- [Task brief]: Would you please transcribe, exactly as written, the lines of the entries below starting at the one that holds "positive clicks: (133, 233)" and ending at the one that holds "negative clicks: (221, 124)", both included?

- [Exercise materials]:
================

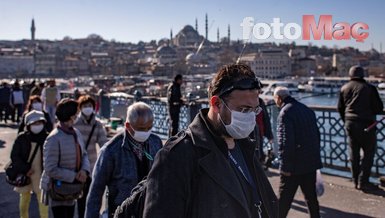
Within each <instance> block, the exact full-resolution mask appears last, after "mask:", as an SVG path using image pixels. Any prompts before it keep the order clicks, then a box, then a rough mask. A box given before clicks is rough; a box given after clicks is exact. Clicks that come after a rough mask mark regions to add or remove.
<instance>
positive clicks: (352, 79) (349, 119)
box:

================

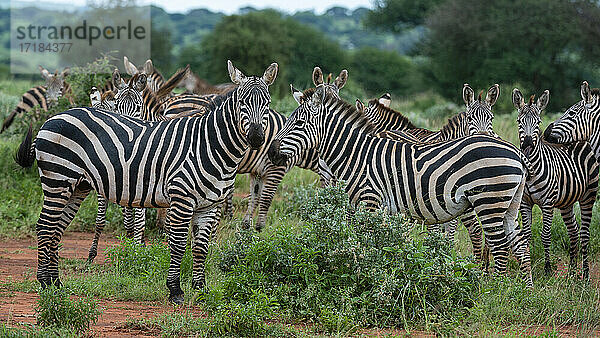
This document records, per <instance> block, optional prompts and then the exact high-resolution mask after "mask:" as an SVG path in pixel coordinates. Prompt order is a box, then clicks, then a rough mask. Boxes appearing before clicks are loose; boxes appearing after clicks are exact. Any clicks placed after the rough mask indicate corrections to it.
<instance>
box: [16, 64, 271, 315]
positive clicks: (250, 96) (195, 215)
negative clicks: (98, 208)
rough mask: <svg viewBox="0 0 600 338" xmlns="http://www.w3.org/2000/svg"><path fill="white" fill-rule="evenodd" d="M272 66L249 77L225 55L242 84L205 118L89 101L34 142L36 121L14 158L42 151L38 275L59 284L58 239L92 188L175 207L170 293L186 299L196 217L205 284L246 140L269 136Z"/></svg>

================

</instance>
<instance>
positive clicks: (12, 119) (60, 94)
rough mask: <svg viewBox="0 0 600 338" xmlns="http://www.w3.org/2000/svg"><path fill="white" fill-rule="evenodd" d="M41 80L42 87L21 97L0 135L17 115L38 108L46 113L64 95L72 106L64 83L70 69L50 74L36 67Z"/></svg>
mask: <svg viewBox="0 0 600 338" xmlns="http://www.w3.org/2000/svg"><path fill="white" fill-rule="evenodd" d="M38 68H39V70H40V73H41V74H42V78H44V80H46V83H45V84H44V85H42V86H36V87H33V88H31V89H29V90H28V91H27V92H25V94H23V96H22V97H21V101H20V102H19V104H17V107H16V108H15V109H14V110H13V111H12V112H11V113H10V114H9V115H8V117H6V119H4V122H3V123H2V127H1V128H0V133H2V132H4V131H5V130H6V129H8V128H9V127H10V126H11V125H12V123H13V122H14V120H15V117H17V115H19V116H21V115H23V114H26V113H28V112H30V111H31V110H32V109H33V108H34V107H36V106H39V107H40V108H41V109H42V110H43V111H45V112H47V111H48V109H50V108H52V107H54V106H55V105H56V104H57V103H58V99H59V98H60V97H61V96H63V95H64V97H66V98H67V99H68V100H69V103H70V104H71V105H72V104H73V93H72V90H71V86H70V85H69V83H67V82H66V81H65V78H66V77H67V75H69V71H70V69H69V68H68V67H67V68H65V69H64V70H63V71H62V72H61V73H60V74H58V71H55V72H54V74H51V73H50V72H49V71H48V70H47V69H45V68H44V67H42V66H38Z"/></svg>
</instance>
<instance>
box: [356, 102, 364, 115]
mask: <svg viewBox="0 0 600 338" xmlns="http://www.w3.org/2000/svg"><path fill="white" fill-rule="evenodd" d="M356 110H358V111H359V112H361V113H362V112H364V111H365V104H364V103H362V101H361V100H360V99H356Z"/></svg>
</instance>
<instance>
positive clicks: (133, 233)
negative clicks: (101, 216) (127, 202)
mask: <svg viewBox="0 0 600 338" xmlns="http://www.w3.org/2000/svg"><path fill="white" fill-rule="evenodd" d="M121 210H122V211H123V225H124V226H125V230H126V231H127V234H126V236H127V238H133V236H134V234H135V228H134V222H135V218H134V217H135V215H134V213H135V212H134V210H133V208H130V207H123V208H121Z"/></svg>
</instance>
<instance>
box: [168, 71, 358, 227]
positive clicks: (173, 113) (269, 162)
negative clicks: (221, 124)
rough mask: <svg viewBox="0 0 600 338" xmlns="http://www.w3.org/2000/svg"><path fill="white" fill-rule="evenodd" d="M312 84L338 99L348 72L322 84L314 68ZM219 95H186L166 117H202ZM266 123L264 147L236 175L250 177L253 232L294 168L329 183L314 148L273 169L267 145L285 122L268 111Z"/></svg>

================

- [Response to the task]:
positive clicks: (133, 233)
negative clicks: (101, 216) (127, 202)
mask: <svg viewBox="0 0 600 338" xmlns="http://www.w3.org/2000/svg"><path fill="white" fill-rule="evenodd" d="M121 210H122V211H123V225H124V226H125V230H126V231H127V234H126V236H127V238H133V236H134V234H135V228H134V222H135V218H134V217H135V215H134V213H135V212H134V210H133V208H130V207H123V208H121Z"/></svg>
</instance>
<instance>
box: [168, 71, 358, 227]
positive clicks: (173, 113) (269, 162)
negative clicks: (221, 124)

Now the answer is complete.